→ **SELECTED EXTRACT**:

The Appel companies may allocate a portion of client assets into bond funds that invest in corporate or high yield bonds, Treasury notes, mortgage-backed securities, TIPS, or other types of income-producing securities.  There are pros and cons for investing in each type of bond instrument.

TIPS
The return on Treasury Inflation-Protected Securities (TIPS) arises from two components, a fixed, real rate of return that is determined at the time you buy the bond and does not change afterwards, and a variable return to balance out losses of purchasing power from inflation. Inflation is measured by the Consumer Price Index for urban consumers, called CPI-U. The inflation-adjustment is paid to you as a monthly increase in principal (or decrease, if the cost of living falls), but the real return is paid as interest once every six months. The total return is the sum of both yields. The yield quoted on TIPS is only the real part.

So, for example, suppose you buy an inflation-protected Treasury Note for $10,000 that yields 3.0% and that the cost of living rises by 2% during the next six months. Then after six months (half a year), you would receive an interest payment of $150 (half a year’s interest at 3% per year=1.5% of principal at each payment), and your principal would rise to $10,200 (2%, equal to the rise in the CPI-U). Six months after that, you would receive interest of $153 (1.5% of $10,200) and your principal would be further adjusted to reflect inflation during the next six months. Monthly principal adjustments and twice-yearly dividend payments would continue until the bond matures, at which point you would receive the original $10,000 principal multiplied by the increase in the consumer price index.

Tax Consequences

Both the principal adjustments and the dividend payment count as taxable interest income, even though you do not receive any cash in hand from increases in principal until you sell the bonds. There are no tax advantages of TIPS compared to regular Treasury Notes. Theoretically, during periods of high inflation, the tax liability from TIPS could exceed the disposable income produced for investors in high enough tax brackets. (Of course, TIPS held in IRA or qualified pension plans owe no taxes until assets distributions from the retirement account are made.)

Where do you buy Treasuries?

You can set up an account with the U.S. Treasury to buy new issues directly through its website, www.publicdebt.treas.gov/bpd/bpdhome.htm. There are no costs to buy bonds this way, although you may pay a fee if you want to sell them before they mature. Otherwise, most stock brokers can sell them to you just like you would buy any other bond. Generally, it should not cost you very much to buy and sell a TIPS through a broker, but before you make any final decisions make sure you understand how much you are being charged.

When you buy bonds from a bond dealer, you often do not pay a separate commission. Instead, the price you pay for the bonds includes a mark-up over what the bond dealer paid. The price of a bond may be negotiable, especially for a good customer, so ask to get your bonds at the minimum commission the broker’s firm allows.

Just as a merchant will be reluctant to tell you how much profit he is making on a sale, it is sometimes hard to get brokers to reveal their profit margin on your bond purchases. One way to get an idea of the size of the broker’s mark-up is to get a price quote from your broker just for information (late in the business day), and then compare it to the quote in the next day’s newspaper. Your broker’s quote will not be as favorable as the newspaper quote, which applies to large institutional traders. But if the difference is too large for your tastes, you can look for a different broker or buy from the Treasury department.

The government also offers individual savers tax-deferred savings bonds called I-Bonds. (Do not confuse these with the other type of savings bonds called series EE, which are not inflation-indexed.) There are two outstanding features of I-bonds. First, interest compounds tax-deferred. Second, you get to choose how long to hold the bonds, anywhere from five to thirty years without penalty. (After thirty years, no more interest is paid. Prior to five years, you forfeit three months’ interest to redeem the bonds. I-bonds cannot be redeemed for the first six months.)

The high inflation of the 1970’s changed the landscape of the bond market. During the past fifteen years, the fixed yields on long term government bond yields ended up being, for most of the time, from 3.4% to 5% per year more than inflation.

→ **DATASET CONTENT**:
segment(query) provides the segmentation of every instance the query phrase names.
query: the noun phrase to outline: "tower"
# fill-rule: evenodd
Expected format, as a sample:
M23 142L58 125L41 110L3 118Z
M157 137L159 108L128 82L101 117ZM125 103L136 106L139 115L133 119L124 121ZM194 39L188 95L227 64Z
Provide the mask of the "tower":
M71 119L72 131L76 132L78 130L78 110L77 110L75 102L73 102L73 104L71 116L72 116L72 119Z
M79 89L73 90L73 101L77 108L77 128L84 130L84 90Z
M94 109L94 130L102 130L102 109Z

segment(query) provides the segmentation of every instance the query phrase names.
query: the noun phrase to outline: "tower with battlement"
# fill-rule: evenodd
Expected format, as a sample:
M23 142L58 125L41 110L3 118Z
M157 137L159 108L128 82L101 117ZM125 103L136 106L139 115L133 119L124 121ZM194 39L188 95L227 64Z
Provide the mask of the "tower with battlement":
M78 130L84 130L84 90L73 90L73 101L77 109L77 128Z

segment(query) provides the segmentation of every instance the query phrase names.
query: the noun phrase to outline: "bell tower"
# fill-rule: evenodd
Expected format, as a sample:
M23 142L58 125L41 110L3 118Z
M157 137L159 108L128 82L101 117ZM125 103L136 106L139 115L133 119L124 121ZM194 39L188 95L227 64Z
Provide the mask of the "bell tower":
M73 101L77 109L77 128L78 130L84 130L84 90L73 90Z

→ **GOAL**:
Please decide whether each statement below agrees with the text on TIPS and other Treasuries, answering yes or no and quoting the words of the text that settle it.
1. The yield quoted on TIPS includes the inflation adjustment.
2. I-bonds cannot be redeemed during the first six months.
3. Buying new issues directly from the U.S. Treasury through its website costs nothing.

→ **RESPONSE TO THE TASK**:
1. No: "The yield quoted on TIPS is only the real part."
2. Yes: "I-bonds cannot be redeemed for the first six months."
3. Yes: "There are no costs to buy bonds this way"